[Saved entries]

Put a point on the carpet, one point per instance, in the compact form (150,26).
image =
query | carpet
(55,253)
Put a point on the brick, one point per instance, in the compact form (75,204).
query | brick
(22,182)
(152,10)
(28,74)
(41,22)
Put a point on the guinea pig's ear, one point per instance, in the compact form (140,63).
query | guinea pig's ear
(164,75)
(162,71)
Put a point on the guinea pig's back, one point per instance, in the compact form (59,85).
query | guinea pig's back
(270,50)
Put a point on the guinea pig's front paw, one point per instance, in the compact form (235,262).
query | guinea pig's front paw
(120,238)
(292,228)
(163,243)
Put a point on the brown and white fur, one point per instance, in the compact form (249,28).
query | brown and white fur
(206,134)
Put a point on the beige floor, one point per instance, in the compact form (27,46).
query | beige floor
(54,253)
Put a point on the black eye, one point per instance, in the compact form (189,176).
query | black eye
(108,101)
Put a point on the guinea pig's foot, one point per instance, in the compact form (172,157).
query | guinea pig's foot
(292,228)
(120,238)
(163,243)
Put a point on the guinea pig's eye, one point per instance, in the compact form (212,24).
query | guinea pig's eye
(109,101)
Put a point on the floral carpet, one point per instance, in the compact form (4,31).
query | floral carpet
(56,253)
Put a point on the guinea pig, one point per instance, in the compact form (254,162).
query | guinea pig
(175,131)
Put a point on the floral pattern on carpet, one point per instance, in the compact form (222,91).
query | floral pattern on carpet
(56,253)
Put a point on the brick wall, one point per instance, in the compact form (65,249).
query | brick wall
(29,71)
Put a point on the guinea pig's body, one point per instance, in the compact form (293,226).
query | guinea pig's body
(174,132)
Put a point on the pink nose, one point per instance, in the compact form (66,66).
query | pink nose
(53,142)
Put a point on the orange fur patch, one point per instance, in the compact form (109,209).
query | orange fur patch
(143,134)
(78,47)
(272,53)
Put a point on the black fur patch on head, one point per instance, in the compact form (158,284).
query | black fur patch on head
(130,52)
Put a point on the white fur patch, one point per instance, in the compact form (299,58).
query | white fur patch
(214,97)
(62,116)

• [WORK ITEM]:
The expected response consists solely of the lines from the one with "Put a point on the floral pattern" through the end of the records, repeated exactly.

• [ANSWER SECTION]:
Put a point on the floral pattern on carpet, one point per instance, in the compact form (222,91).
query | floral pattern on carpet
(56,253)
Put a point on the brick wall, one point per instance, in the compact form (65,249).
query | brick wall
(29,71)
Put a point on the guinea pig's body, one point per instance, in the compact form (293,226).
query | guinea pig's body
(174,132)
Put a point on the pink nose, one point per instance, in the compact form (66,66).
query | pink nose
(53,142)
Put a point on the orange fur patch, one point per instance, in the compact form (109,209).
query | orange fur patch
(143,134)
(78,47)
(272,53)
Put a point on the black fur patch on head, one point per instance, in the compact form (158,284).
query | black fur patch on head
(130,52)
Put a point on the white fur patch, one point per instance, in the compact form (299,58).
query | white fur patch
(214,97)
(62,116)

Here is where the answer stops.